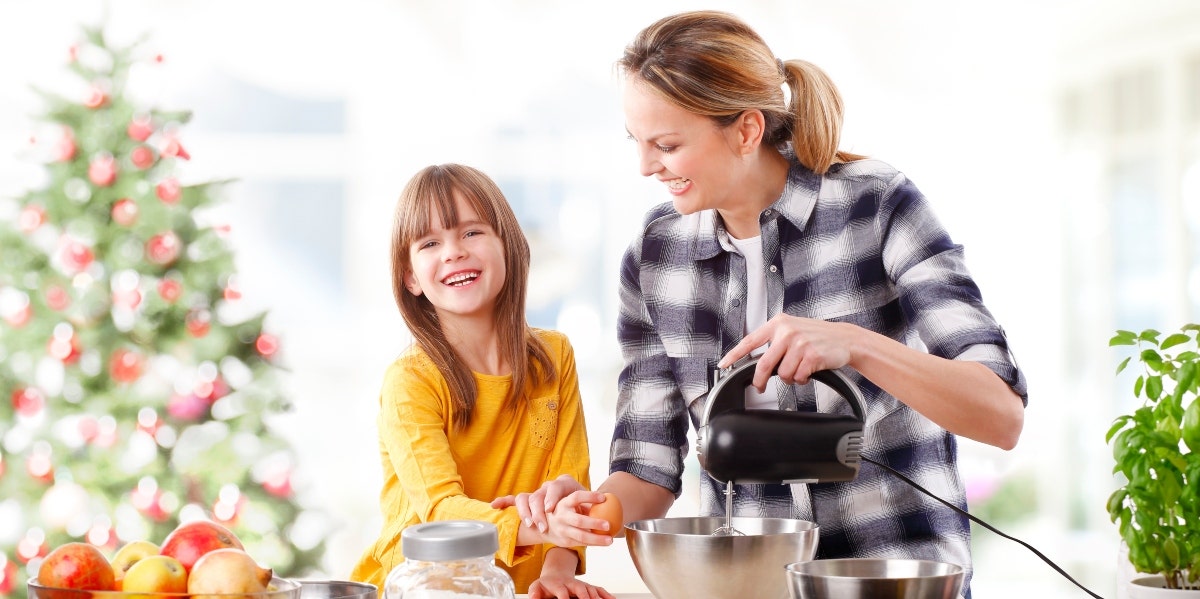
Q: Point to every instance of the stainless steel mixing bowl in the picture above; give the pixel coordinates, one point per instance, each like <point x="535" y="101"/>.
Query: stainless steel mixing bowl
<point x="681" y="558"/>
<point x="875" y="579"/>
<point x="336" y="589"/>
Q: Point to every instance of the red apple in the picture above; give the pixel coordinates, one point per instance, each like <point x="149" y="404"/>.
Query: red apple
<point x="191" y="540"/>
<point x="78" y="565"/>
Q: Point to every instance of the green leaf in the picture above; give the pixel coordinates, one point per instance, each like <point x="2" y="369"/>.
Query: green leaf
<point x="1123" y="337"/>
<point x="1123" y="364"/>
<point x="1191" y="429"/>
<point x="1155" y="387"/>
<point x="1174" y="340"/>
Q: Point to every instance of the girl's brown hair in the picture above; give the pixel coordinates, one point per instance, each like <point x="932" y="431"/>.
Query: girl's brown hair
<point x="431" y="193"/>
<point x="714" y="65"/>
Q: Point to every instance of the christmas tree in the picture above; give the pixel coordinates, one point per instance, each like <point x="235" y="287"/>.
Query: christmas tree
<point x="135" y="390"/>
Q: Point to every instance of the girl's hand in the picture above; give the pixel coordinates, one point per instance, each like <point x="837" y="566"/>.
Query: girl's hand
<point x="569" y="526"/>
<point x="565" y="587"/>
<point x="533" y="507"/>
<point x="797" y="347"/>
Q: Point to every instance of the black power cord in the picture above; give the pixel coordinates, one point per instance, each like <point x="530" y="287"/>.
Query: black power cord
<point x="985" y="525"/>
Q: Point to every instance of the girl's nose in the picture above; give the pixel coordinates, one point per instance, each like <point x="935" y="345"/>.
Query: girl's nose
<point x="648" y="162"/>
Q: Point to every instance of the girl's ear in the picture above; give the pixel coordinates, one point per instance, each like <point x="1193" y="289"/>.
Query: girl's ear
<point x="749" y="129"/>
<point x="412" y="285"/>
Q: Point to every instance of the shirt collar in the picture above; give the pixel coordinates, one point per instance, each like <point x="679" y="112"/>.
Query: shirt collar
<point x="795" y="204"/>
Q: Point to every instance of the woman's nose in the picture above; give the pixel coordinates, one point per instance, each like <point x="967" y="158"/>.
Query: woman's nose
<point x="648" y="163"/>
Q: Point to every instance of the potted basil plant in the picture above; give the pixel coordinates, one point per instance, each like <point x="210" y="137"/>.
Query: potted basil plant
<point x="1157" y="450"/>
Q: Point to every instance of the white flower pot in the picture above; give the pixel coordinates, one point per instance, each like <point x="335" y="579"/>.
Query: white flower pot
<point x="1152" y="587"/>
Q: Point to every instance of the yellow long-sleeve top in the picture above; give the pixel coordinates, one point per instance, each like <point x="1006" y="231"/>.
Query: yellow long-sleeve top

* * * *

- [DESCRIPTION OF THE TASK]:
Reproduce only the lines from the beginning of the data through the line that contains "Q: Point to every instance of the girl's hand", both included, and please drop the pictures.

- [ANSWER TO THIS EXERCISE]:
Q: Point to every instance of the stainless steel mixing bowl in the picture above; give the pixel coordinates, one point per instance, each like <point x="535" y="101"/>.
Query: stainless steel mixing bowl
<point x="681" y="558"/>
<point x="875" y="579"/>
<point x="336" y="589"/>
Q: Point to every instance of the red apple in the picture above; give the pixel coordinates, one point per instance, each like <point x="149" y="404"/>.
Query: red apple
<point x="191" y="540"/>
<point x="78" y="565"/>
Q: Point to every instance of the green leaf in the picture above; give the pixel coordinates, one point per instance, each like <point x="2" y="369"/>.
Query: green leaf
<point x="1123" y="337"/>
<point x="1123" y="364"/>
<point x="1191" y="429"/>
<point x="1155" y="387"/>
<point x="1174" y="340"/>
Q: Point to every instance of the girl's brown hair in the picture above; give the pixel coordinates, one point per instance, each like <point x="932" y="431"/>.
Query: girl's brown hair
<point x="431" y="193"/>
<point x="714" y="65"/>
Q: Point to every instance of the christmas tree in the picture above; give the pixel coordinates, one point per instance, each like <point x="235" y="287"/>.
Query: christmas tree
<point x="135" y="390"/>
Q: Point to every instance of the girl's hand in the picture above; give the pixel coordinates, one point per instance, each like <point x="837" y="566"/>.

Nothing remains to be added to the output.